→ Task to carry out
Please identify each line in the items below that contains the word "white", and copy those lines out in full.
§
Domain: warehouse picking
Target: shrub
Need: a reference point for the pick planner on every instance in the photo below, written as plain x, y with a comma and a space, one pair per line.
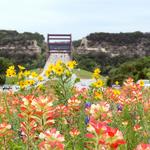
137, 69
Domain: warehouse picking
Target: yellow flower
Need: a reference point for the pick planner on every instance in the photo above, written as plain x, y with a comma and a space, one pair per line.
40, 78
22, 84
71, 64
40, 86
98, 95
116, 92
68, 73
51, 67
48, 72
11, 72
99, 83
21, 67
26, 73
58, 63
141, 83
30, 82
59, 70
96, 73
20, 75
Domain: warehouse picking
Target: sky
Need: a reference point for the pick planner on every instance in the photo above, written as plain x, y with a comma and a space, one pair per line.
78, 17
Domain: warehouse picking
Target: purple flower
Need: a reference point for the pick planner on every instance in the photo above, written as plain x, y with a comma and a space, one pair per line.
87, 119
87, 104
119, 107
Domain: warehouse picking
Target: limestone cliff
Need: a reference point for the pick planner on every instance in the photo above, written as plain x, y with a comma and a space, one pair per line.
21, 47
136, 44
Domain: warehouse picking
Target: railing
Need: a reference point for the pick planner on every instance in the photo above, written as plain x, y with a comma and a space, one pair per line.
59, 42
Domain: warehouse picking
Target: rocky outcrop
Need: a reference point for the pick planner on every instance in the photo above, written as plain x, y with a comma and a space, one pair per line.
21, 47
135, 44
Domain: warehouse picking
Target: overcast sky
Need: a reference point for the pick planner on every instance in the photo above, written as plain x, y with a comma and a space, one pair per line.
79, 17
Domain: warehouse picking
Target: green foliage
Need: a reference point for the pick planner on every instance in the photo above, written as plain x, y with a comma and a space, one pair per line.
102, 60
117, 38
2, 79
4, 64
24, 39
137, 69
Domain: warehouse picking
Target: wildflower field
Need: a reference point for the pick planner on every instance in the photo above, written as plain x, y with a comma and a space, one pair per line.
59, 116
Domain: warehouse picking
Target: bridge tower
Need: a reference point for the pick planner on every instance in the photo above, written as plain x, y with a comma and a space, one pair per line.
60, 47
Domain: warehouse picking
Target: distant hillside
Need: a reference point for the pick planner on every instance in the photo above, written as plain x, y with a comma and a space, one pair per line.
108, 50
23, 48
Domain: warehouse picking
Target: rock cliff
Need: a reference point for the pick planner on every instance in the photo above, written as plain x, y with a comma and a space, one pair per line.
136, 44
22, 47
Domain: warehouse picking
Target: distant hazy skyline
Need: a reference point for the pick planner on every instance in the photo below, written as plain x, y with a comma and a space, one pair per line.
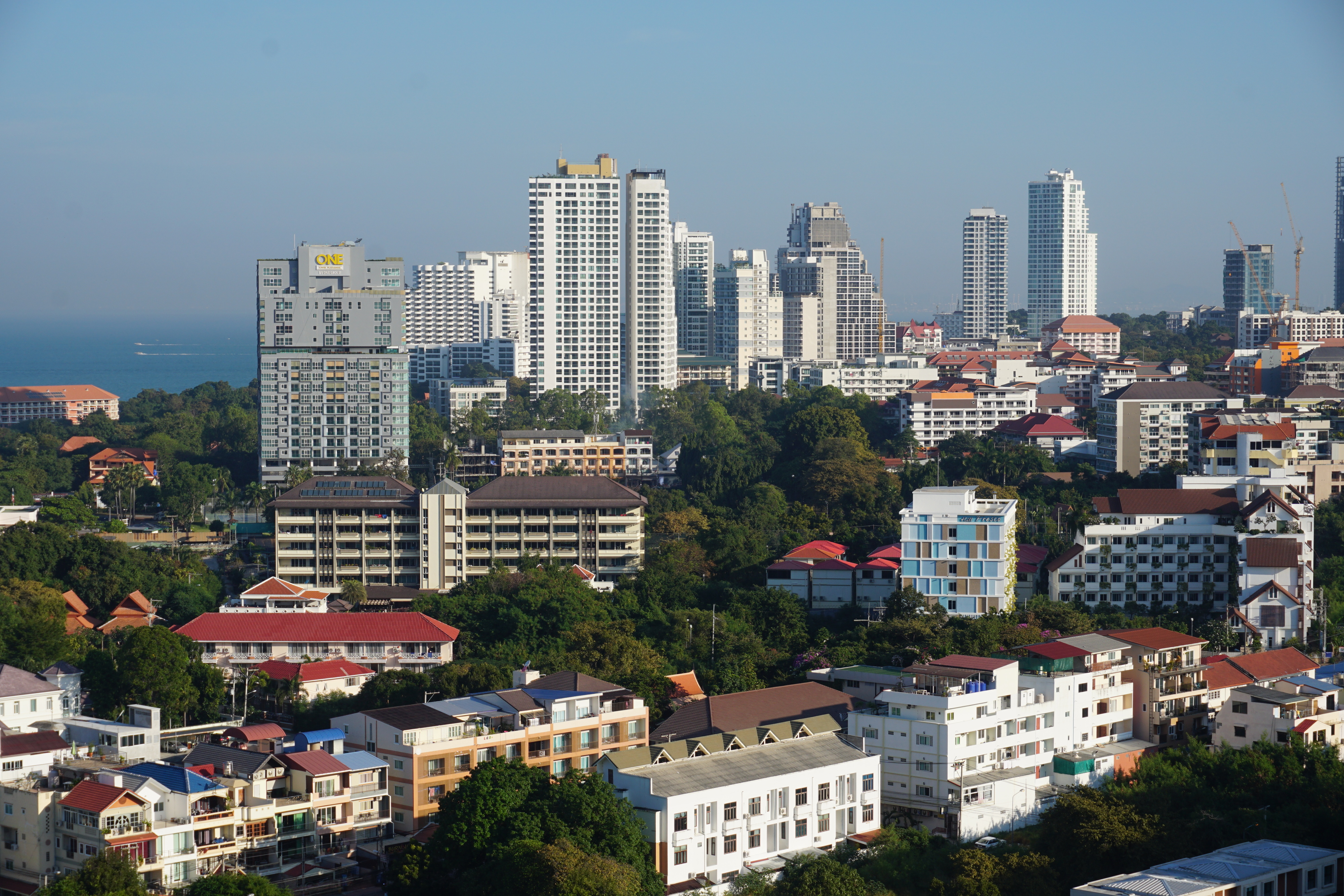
155, 151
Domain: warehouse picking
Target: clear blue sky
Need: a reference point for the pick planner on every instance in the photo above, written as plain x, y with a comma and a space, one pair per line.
154, 151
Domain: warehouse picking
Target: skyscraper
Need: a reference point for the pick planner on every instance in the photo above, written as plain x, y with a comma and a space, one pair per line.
650, 296
1249, 288
822, 261
331, 360
748, 317
1061, 252
984, 273
693, 272
1339, 233
575, 297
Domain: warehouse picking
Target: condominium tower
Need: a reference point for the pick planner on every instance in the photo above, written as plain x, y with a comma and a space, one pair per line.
1249, 280
693, 274
331, 359
984, 273
651, 327
822, 261
1061, 252
575, 305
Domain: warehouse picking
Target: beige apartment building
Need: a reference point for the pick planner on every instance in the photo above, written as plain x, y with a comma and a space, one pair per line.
561, 722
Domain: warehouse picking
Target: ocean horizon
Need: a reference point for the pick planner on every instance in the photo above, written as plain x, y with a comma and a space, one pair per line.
128, 355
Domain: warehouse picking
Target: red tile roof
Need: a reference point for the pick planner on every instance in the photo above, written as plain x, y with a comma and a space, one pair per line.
315, 762
325, 671
93, 797
963, 662
1154, 639
317, 627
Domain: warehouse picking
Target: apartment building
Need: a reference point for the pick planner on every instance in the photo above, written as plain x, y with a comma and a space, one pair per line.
1300, 706
959, 550
968, 743
1087, 334
1255, 868
241, 641
940, 409
616, 455
1144, 426
69, 403
589, 520
561, 722
720, 805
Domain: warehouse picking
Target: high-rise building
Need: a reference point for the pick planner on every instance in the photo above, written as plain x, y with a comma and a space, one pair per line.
575, 299
748, 317
822, 261
984, 273
650, 297
693, 272
1339, 233
331, 359
1249, 280
1061, 252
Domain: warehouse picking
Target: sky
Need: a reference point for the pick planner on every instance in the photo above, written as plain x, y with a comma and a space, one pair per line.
153, 152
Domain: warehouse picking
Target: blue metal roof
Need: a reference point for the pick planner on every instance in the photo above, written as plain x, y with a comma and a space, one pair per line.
177, 778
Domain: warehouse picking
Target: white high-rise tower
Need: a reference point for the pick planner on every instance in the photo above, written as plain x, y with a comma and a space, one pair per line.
575, 293
984, 272
650, 295
1061, 253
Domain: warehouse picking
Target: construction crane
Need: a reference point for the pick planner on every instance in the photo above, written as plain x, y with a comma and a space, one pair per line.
1247, 256
1298, 253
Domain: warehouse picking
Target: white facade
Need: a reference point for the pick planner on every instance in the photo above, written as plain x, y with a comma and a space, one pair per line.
984, 274
1061, 253
822, 261
771, 799
693, 274
575, 308
748, 317
651, 323
959, 550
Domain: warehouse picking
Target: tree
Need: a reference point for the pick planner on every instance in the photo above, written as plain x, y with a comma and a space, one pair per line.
354, 592
33, 625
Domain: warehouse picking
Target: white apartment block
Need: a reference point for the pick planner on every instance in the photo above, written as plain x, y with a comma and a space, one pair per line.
748, 317
937, 416
1255, 330
1061, 253
823, 261
722, 804
984, 273
968, 743
960, 551
651, 323
575, 296
693, 276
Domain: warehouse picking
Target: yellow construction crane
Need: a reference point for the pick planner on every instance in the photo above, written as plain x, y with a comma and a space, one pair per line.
1298, 253
1256, 276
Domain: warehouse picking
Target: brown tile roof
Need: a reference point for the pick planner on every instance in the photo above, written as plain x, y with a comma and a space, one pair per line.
1170, 502
755, 709
1154, 639
1272, 553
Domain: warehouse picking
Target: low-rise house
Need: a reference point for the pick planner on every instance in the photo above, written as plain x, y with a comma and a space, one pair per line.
752, 799
1256, 868
560, 722
378, 641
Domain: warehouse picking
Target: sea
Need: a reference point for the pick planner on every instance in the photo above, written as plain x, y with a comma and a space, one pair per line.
130, 354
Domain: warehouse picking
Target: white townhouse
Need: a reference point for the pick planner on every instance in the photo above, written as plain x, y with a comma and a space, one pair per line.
722, 804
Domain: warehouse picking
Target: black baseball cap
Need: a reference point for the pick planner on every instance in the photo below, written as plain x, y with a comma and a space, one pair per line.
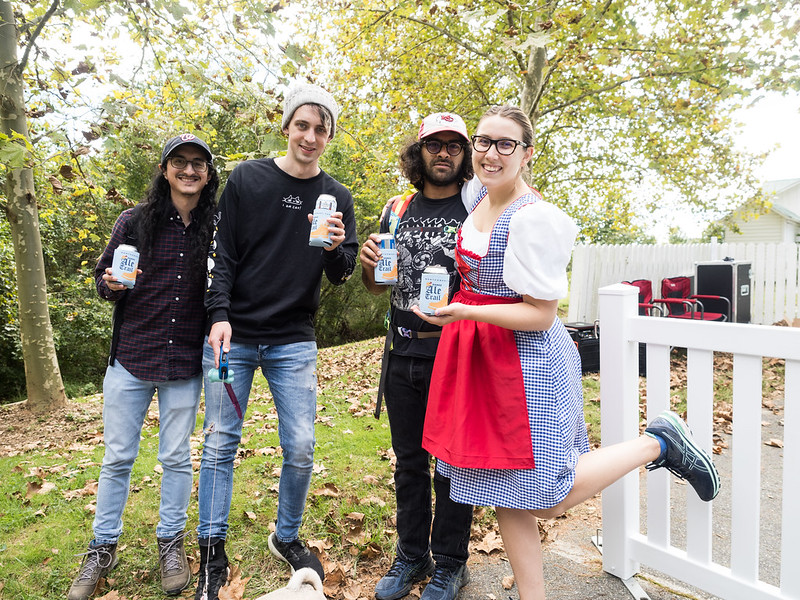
§
→ Output of the task
Target: white high-rise tower
Target: white facade
Target: white apartment block
Target: white townhouse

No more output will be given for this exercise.